— START —
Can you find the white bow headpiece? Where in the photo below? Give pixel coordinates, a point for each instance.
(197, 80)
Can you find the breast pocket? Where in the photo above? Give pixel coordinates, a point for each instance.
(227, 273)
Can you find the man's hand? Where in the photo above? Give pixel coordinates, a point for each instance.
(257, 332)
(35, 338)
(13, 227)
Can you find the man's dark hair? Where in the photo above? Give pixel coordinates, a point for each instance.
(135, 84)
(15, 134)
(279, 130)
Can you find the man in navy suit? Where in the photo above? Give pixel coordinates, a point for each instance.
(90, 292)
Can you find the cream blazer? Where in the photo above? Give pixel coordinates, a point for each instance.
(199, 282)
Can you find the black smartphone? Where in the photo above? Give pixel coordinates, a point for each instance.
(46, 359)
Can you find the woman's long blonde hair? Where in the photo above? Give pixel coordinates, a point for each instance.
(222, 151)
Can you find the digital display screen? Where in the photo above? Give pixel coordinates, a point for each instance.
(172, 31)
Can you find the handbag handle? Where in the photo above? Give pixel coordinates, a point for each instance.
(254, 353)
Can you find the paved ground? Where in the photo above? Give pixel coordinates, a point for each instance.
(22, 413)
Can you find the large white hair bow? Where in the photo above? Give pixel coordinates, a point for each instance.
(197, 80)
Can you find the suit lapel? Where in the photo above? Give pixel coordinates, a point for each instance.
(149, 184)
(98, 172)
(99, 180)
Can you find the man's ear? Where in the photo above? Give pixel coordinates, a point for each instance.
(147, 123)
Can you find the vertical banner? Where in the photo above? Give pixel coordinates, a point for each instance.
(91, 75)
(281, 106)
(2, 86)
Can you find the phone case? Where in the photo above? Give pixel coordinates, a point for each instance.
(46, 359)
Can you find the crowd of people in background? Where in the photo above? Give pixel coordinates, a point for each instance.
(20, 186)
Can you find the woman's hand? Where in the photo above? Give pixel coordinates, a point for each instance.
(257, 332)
— END —
Arrange the part of the items that opens with the line containing "Can you find the man's ear?" and runs through the end of the items as a Markdown table with the columns Row and Line, giving each line a row number and leaving out blank lines.

| Row | Line |
|---|---|
| 1 | Can you find the man's ear? Where in the photo above? Give pixel coordinates, a point for each instance. |
| 2 | (147, 123) |
| 3 | Can you find the vertical banner? Where in the photo above? Give pixel coordinates, a point for each instance. |
| 4 | (91, 75) |
| 5 | (281, 106) |
| 6 | (2, 86) |
| 7 | Can you find the phone case? Where in the photo above? Give pixel coordinates, a point for each instance. |
| 8 | (46, 359) |
| 9 | Can you find the crowd of people in background? Where in the photo above? Give pixel coordinates, a point for each instance. |
| 10 | (20, 186) |
| 11 | Can you find the woman's hand? Where in the photo above? Give pixel coordinates, a point for each instance. |
| 12 | (257, 332) |